CONSIGNES =
Restituez à l'identique le passage du texte source qui s'ouvre sur les mots contenant « Hommes, femmes et » et se clôt sur « banalisé comme aujourd’hui. ».

TEXTE SOURCE =
——————
Hommes, femmes et enfants font l’objet de représentations diverses, mais aujourd’hui elles s’égalisent. Tous sont des êtres humains, point-barre. Peut-il encore y avoir des hommes, des femmes et des enfants dans ces conditions ? L’homme peut-il encore devenir un homme sans une femme ? La femme peut-elle encore devenir femme sans l’homme ? Le bon sens nous dit que non mais le bon sens est aujourd’hui la chose du monde la moins partagée. Avec le mariage gay, la GPA, la PMA, les deux pôles de la féminité et de la masculinité sont devenus obsolètes. Ils semblent en tout cas l’être devenus pour avoir des enfants et également pour une autre naissance, celle de l’amour. Dire cela, ce n’est pas condamner les homosexuels. Que deux hommes ou deux femmes s’aiment, cela s’est produit dans toutes les sociétés et à toutes les époques. Mais cela n’a jamais été banalisé comme aujourd’hui.
Cette banalisation est devenue le signe d’une émancipation devant permettre aux individus d’être ce qu’ils sont. Autrement dit, ce qui se cache derrière la promotion de l’homosexualité ou de la théorie du genre, c’est beaucoup plus que ce qui se montre. C’est la promesse d’un monde nouveau, un grand supermarché des désirs et des besoins, un glissement dans un individualisme où chacun choisit ses partenaires selon ses pulsions et impulsions ? Si nous n’avons plus à n’être que ce que nous sommes, sans ces passions qui nous arrachent à nous-mêmes, l’amour se réduira à des frottements. Au royaume de l’émancipation, plus d’hommes et de femmes qui s’aiment, ni même d’hommes qui aiment des hommes ou des femmes qui aiment des femmes, seulement des frottements ! Derrière la question de l’homosexualité ou du genre s’en profile une autre, autrement plus importante, celle de savoir si nous ne serons pas emportés par un fort courant vers un royaume étrange. Celui où chacun n’aurait plus qu’à se mouvoir sur un grand échiquier pour maximiser harmonieusement ses jouissances sous la haute direction d’une grande cour mondiale des droits de l’homme. Ou plutôt, comme je viens de dire, un grand supermarché offrant aux besoins et désirs le plus large éventail de possibilités. Mais pas toutes ! On ne voit pas comment, dans un tel supermarché, on trouverait de la fidélité. Ou de l’infidélité d’ailleurs ! Bref, ce serait un monde plat, unidimensionnel dirait Marcuse, où tout s’équivaudrait. De ce monde, la publicité nous parle tous les jours. Pas besoin de faire un dessin.
——————
LISTE FOURNIE =
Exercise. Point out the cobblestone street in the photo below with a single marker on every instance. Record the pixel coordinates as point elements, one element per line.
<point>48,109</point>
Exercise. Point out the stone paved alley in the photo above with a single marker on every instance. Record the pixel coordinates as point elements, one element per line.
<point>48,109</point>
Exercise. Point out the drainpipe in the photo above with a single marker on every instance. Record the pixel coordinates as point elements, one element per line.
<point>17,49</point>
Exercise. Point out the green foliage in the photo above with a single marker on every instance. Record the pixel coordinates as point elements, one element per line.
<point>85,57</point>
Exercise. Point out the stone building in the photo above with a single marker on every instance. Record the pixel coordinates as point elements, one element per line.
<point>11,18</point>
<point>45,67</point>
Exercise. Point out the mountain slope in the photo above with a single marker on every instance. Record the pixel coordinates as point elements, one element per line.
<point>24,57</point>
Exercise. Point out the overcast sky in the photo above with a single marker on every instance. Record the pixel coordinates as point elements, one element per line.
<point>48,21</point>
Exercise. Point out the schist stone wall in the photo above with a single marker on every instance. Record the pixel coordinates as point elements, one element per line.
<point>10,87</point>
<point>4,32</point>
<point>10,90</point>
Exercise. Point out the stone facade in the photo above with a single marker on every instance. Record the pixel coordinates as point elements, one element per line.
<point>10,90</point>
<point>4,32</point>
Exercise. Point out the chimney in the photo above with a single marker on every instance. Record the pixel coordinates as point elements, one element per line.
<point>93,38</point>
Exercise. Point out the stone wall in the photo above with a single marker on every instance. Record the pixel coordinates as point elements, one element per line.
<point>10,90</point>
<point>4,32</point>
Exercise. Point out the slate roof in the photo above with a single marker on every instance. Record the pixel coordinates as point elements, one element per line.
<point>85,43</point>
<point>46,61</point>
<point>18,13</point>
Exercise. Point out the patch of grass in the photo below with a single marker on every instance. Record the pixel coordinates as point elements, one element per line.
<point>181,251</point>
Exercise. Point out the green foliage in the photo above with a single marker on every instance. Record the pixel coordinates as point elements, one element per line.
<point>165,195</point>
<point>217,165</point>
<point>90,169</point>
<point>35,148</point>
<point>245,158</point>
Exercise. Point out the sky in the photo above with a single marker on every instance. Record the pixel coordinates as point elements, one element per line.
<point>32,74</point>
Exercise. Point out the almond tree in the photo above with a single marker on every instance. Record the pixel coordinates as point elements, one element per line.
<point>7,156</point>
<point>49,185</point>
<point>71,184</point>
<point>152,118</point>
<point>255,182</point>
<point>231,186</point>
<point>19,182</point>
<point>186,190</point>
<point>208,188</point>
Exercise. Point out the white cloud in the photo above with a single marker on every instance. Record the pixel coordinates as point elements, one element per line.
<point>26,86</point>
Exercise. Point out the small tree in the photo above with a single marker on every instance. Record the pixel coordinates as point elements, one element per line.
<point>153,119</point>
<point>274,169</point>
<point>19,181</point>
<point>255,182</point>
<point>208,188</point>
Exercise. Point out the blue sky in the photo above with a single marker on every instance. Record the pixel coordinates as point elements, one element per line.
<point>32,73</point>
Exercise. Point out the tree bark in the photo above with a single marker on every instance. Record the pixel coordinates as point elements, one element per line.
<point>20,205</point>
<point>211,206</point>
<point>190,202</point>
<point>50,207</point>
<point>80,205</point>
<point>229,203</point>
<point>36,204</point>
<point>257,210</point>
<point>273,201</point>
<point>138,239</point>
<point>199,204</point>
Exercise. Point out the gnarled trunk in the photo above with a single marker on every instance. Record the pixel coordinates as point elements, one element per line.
——————
SOLUTION =
Hommes, femmes et enfants font l’objet de représentations diverses, mais aujourd’hui elles s’égalisent. Tous sont des êtres humains, point-barre. Peut-il encore y avoir des hommes, des femmes et des enfants dans ces conditions ? L’homme peut-il encore devenir un homme sans une femme ? La femme peut-elle encore devenir femme sans l’homme ? Le bon sens nous dit que non mais le bon sens est aujourd’hui la chose du monde la moins partagée. Avec le mariage gay, la GPA, la PMA, les deux pôles de la féminité et de la masculinité sont devenus obsolètes. Ils semblent en tout cas l’être devenus pour avoir des enfants et également pour une autre naissance, celle de l’amour. Dire cela, ce n’est pas condamner les homosexuels. Que deux hommes ou deux femmes s’aiment, cela s’est produit dans toutes les sociétés et à toutes les époques. Mais cela n’a jamais été banalisé comme aujourd’hui.